Reescreva a passagem do artigo que começa nas palavras "É um livro fininho, menos" e termina depois de "tempo, quase impossível.", trocando "fininho" por "enxuto".

→ **Artigo**
::::::
É um livro fininho, menos de 200 páginas, mas que vai direto ao ponto. “Planejamento urbano” (Editora Ibpex) cobre a lacuna de explicar, sem devaneios ou teorias complexas, o que é planejamento urbano no Brasil do século 21. Tarefa fundamental e, ao mesmo tempo, quase impossível.
Nos últimos anos, o planejamento urbano tornou-se uma atividade aberta e de co-responsabilidade dos cidadãos. Para poder participar, todos nós deveríamos conhecer seus instrumentos, sua mecânica. Por outro lado, a prática do planejamento urbano nos municípios brasileiros permanece difusa.
Nessa entrevista, realizada por e-mail, o professor da Pontifícia Universidade Católica do Paraná e especialista em mobilidade urbana Fábio Duarte complementa o conteúdo de seu livro com exemplos e otimismo, explica como as cidades podem ser geridas com eficiência e diz por que a sustentabilidade ainda bate à porta do planejamento no Brasil.
Você é autor do livro editado no Brasil que representa o caminho mais direto para se entender o que é planejamento urbano. A quem se dirige o livro, em primeira instância?
O livro foi pensado para profissionais que trabalham em prefeituras. Principalmente em regiões mais distantes, é bem difícil ter acesso a materiais que apresentem uma visão ampla e em linguagem acessível sobre o planejamento urbano. Para eles é dedicado o livro.
Em que sentido é possível afirmar haver planejamento urbano em cidades brasileiras (ou seja, não acreditar que estamos à deriva)?
::::::
→ **Dados fornecidos**

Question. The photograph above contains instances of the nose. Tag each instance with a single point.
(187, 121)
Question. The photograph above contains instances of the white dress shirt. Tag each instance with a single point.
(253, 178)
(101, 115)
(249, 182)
::::::
→ **Resposta da tarefa**
É um livro enxuto, menos de 200 páginas, mas que vai direto ao ponto. “Planejamento urbano” (Editora Ibpex) cobre a lacuna de explicar, sem devaneios ou teorias complexas, o que é planejamento urbano no Brasil do século 21. Tarefa fundamental e, ao mesmo tempo, quase impossível.